- **Objetivo de la tarea**
Según el texto sobre la retirada de Afganistán, ¿por qué la sociedad occidental ha renunciado a la defensa de los derechos humanos y de las libertades? Responde en una a tres oraciones.

- **Texto del documento**
------------------------
Hace ahora casi un siglo, en 1923, Oswald Spengler exponía por primera vez, en el segundo volumen de su Decadencia de Occidente, la reflexión sobre el ocaso al que se encaminaba nuestra encumbrada civilización occidental. Un planteamiento que hoy se manifiesta en toda su crudeza en la vergonzante retirada de las tropas norteamericanas y del resto de aliados ante el avance de los talibanes y con la pasividad de los gobiernos y de las sociedades occidentales ante el genocidio afgano.
Como ocurriera con el hundimiento de la Roma imperial, la invasión de estos nuevos bárbaros, fanáticos de la sharía o ley islámica y del exterminio del infiel, ha puesto al mundo occidental ante el espejo de unos gobernantes mediocres y carentes de liderazgo, de una clase política manifiestamente mejorable y de una sociedad en general que, víctima de sus propias contradicciones, ha renunciado a la defensa de los derechos humanos y de las libertades que son el eje central de los valores que han sustentado las democracias y el progreso de la mayor parte del Planeta. Ni Biden, ni Macron, ni Johnson, ni Van der Leyen, ni por supuesto Pedro Sánchez dan la talla y Merkel se marcha antes de un mes.
Así, mientras los marines norteamericanos, nuestros soldados, policías y guardias civiles, o nuestro embajador Gabriel Ferran – que, por cierto, fue cesado por Sánchez el 4 de agosto- dan la cara y se juegan la vida sobre el terreno para salvar a muchos afganos de la tortura y de la muerte, aquí en Estados Unidos y en Europa, los doctrinarios del "no a la guerra" callan como Judas ante las atrocidades de los talibanes o se incorporan a los críticos de EE UU por retirar las tropas. Y las beligerantes del Me Too como el resto de movimientos feministas permanecen pasivas y con un silencio que deriva en complicidad mientras en Afganistán los talibanes obligan a las mujeres a vestir el burka y las que no lo hacen son azotadas en público, se les limita la libertad de movimiento, se les impide el acceso a la educación, no pueden trabajar ni acudir a los hospitales y se les obliga a casarse con los milicianos.
------------------------
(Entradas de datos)
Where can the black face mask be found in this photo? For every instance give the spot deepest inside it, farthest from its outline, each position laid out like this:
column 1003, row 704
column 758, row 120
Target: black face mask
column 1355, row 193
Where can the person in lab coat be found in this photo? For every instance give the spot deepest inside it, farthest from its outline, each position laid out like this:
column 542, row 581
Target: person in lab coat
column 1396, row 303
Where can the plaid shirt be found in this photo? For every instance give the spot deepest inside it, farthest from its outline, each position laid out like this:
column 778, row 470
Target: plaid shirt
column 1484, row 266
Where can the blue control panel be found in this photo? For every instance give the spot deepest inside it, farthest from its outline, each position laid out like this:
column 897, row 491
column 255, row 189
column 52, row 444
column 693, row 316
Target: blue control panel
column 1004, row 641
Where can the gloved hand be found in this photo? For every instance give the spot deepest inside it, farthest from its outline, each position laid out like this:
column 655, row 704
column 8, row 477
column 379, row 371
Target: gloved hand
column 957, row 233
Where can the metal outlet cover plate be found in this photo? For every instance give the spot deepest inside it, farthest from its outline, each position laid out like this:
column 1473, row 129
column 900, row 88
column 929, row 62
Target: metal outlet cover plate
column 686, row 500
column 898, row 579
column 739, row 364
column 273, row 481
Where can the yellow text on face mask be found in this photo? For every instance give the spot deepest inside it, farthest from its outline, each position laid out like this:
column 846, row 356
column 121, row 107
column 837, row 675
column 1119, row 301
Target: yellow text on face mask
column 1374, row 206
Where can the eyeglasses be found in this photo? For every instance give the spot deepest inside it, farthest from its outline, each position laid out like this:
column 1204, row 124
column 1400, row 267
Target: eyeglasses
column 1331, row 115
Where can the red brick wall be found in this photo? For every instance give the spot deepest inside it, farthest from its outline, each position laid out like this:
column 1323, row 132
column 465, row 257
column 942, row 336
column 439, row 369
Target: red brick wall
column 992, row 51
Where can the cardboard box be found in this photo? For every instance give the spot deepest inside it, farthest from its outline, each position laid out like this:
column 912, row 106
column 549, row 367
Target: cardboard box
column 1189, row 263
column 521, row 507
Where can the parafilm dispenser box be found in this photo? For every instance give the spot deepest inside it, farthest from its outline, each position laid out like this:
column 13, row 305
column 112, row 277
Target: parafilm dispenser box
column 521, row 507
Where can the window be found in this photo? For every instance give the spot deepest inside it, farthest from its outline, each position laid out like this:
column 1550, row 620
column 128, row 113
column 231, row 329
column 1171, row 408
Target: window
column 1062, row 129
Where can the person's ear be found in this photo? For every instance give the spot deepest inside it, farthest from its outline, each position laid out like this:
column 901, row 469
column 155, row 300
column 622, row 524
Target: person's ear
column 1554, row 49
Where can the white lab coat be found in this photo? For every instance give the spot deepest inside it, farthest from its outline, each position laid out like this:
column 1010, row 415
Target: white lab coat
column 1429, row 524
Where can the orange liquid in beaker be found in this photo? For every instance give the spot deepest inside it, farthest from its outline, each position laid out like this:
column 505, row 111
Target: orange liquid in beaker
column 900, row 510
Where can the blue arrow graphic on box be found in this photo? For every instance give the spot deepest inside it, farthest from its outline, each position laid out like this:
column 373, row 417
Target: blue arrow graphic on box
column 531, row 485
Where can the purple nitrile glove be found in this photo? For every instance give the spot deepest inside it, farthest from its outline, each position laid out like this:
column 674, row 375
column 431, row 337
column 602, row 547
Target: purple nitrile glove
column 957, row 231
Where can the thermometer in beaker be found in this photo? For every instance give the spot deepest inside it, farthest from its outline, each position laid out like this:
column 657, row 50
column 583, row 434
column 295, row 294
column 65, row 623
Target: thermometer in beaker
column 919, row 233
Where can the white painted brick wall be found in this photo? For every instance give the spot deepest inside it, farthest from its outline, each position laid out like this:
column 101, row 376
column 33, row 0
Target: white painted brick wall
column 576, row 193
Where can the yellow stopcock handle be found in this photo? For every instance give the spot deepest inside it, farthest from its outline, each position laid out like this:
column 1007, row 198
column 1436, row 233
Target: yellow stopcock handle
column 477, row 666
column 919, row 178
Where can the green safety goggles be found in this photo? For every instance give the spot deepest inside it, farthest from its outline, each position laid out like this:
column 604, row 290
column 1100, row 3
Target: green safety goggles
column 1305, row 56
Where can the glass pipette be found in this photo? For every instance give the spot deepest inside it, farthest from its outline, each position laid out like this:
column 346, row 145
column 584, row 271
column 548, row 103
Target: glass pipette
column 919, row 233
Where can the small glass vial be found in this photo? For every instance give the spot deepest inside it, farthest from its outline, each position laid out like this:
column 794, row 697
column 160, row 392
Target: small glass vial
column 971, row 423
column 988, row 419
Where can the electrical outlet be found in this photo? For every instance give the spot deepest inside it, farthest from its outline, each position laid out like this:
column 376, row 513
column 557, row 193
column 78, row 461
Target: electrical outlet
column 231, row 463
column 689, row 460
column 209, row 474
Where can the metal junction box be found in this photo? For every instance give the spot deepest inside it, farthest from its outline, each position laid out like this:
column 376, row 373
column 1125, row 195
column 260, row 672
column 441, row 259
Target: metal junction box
------------------------
- **Respuesta**
Ha renunciado a esa defensa porque es víctima de sus propias contradicciones.